**Assignment:** Only the text of the records belongs in the answer; the pictures must be dropped.

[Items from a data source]
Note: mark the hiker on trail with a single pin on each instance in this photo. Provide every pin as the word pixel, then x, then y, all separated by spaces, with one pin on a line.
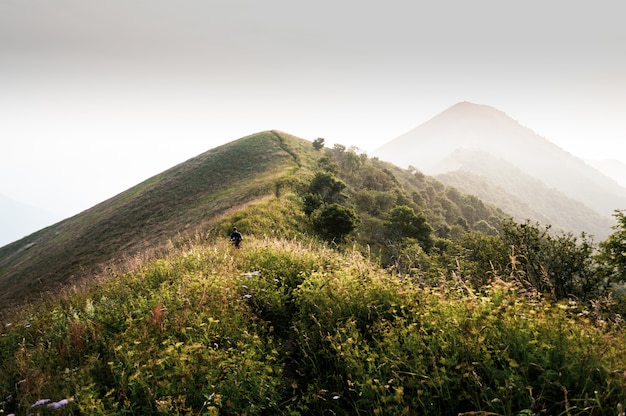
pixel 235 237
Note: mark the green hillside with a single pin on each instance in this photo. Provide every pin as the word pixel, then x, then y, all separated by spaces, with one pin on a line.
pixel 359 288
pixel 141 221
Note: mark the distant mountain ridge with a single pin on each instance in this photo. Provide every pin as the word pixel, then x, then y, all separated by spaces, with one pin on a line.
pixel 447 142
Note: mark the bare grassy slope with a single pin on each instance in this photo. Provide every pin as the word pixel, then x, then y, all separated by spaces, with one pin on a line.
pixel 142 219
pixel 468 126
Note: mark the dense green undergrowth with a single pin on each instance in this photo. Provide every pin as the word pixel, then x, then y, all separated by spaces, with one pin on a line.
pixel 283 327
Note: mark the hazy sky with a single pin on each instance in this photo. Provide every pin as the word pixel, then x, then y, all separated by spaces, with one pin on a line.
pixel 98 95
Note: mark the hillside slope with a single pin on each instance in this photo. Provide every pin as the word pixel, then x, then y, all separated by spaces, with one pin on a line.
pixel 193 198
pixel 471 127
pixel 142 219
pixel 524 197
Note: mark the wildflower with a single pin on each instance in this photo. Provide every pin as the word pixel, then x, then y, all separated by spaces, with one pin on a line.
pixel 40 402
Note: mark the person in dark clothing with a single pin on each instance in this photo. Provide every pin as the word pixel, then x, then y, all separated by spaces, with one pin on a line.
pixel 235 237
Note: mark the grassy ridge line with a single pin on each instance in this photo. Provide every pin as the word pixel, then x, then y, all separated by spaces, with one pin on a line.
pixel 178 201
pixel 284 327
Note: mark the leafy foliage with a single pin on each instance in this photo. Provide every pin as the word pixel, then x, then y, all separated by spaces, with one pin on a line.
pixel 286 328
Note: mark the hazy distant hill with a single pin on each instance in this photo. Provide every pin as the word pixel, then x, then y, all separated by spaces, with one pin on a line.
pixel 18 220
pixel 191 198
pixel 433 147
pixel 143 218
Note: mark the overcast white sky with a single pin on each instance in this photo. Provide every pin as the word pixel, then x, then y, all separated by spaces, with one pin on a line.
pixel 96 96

**Response to the exercise:**
Note: mark the hiker on trail with a single pin on each instance in this photo. Provide every pin as the word pixel, then x, then y, all separated by spaces, with one pin on a line.
pixel 235 237
Note: mark the green hillside with a single pin on each instance in this photo. Provide every pin as the word pixel, then x, then y, all separated by spaces, with one pin on a line.
pixel 359 288
pixel 141 221
Note: mark the distant mountain ridge with a single pin on each instance in this photo. Provide every pin as the word pixel, then x, then y, all separated by spaces, with one pin on a line.
pixel 447 142
Note: mark the bare grassy slope with a single pin on each instance in this photo. Provide every pin as the word pixel, then x, then y, all separated by spaces, with one pin on a line.
pixel 142 219
pixel 468 126
Note: mark the dense green undergrowth with a single pin on each instance in this photo. Provide every pin as the word pixel, then x, then y, all separated by spaces, with one pin on a line.
pixel 283 327
Note: mark the hazy sky with a single pin on each instance in this photo. Provide every pin as the word pixel, then x, then y, all separated by spaces, with one pin on a line.
pixel 98 95
Note: mark the hillside slope with a single pin on each instance in this photo. Provide every pin as the word pixel, then x, then y, all separated by spaces, with one pin on a line.
pixel 193 198
pixel 471 127
pixel 142 219
pixel 524 197
Note: mark the wildflower with a single pin on each instance in this photo. Provide every pin as the word pixel, then x, then y, all separated by spaces, with one pin on a line.
pixel 40 402
Note: mark the person in dark clothing with a single pin on each instance in this photo. Provide every pin as the word pixel, then x, then y, all separated by spaces, with one pin on a line.
pixel 235 237
Note: mark the grassy ridge line with a single pin on each instance in this photo. Provide every pin as the word pixel, then x, then y, all separated by spaces, with one pin on a line.
pixel 178 201
pixel 284 327
Note: mark the leafy foliage with a single pin on each instance in this photo. Provide every pin as the word pixel, then x, then y, all separated by spaces, with one pin on a line.
pixel 286 328
Note: mark the hazy distant hill with a single pin on each instance in this photo. Provide every pin as the word pixel, then x, then y, all separated by spaces, with one pin on a line.
pixel 18 220
pixel 191 198
pixel 433 147
pixel 143 218
Note: mark the overcast white sky with a single pin on each instance in this photo. Provide every pin as the word pixel, then x, then y, all separated by spaces, with one pin on a line.
pixel 96 96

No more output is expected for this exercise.